# Problem description
Copy everything from the line containing "object | skyscraper spire" down to the end of the records, changing "grey sky" to "overcast sky" and leaving every other part as it is.

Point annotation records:
★ ★ ★ ★

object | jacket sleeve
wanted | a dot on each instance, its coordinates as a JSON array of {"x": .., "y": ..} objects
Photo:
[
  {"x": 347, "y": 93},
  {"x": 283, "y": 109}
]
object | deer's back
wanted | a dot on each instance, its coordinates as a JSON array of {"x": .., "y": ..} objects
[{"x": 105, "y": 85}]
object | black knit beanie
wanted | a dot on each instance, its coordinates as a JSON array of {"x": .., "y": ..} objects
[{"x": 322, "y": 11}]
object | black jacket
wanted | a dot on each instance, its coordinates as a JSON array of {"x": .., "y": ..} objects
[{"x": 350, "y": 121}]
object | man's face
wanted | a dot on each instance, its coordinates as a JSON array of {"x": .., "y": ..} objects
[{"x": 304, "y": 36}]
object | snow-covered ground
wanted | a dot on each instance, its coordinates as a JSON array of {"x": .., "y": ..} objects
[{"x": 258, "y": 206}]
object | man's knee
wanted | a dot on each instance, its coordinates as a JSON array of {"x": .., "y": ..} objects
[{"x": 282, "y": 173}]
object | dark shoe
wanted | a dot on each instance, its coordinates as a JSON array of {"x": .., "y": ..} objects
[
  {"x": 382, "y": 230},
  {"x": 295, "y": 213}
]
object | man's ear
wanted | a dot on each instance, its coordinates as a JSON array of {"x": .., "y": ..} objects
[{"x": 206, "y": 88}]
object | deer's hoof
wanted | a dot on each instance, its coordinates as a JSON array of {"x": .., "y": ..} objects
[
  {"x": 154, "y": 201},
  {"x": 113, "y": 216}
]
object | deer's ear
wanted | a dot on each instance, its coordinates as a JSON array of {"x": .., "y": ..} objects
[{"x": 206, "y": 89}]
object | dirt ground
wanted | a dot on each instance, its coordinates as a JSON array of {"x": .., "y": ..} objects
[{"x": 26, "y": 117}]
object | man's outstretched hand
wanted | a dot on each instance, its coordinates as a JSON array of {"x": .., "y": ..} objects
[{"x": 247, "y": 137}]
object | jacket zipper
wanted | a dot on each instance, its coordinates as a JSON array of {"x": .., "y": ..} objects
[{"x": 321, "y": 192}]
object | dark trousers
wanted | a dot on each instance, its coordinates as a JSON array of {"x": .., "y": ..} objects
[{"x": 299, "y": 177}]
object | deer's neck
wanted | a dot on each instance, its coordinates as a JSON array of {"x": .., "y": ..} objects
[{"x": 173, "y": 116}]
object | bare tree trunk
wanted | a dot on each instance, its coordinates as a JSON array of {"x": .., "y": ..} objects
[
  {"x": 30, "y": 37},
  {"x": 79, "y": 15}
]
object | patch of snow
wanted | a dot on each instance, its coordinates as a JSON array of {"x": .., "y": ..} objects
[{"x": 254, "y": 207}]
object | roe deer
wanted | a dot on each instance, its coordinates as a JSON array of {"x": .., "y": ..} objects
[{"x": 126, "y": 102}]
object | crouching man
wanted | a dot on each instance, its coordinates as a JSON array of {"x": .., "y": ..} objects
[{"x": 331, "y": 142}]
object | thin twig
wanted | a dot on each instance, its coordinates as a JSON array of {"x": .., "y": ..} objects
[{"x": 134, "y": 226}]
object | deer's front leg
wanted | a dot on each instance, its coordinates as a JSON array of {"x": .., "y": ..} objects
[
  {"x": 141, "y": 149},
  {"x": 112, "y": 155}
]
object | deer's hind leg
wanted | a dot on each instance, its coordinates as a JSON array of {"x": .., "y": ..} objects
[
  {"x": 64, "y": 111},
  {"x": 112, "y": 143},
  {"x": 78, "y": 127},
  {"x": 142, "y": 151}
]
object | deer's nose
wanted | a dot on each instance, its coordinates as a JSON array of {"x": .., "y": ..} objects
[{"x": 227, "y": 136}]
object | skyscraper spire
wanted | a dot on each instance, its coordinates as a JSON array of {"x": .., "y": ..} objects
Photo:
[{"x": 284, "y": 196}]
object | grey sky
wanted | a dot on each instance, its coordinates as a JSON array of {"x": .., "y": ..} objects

★ ★ ★ ★

# Result of this task
object | skyscraper spire
wanted | a dot on each instance, its coordinates as a JSON array of {"x": .., "y": ..} objects
Photo:
[{"x": 284, "y": 196}]
object | overcast sky
wanted | a dot on each instance, its coordinates as a JSON array of {"x": .., "y": ..} objects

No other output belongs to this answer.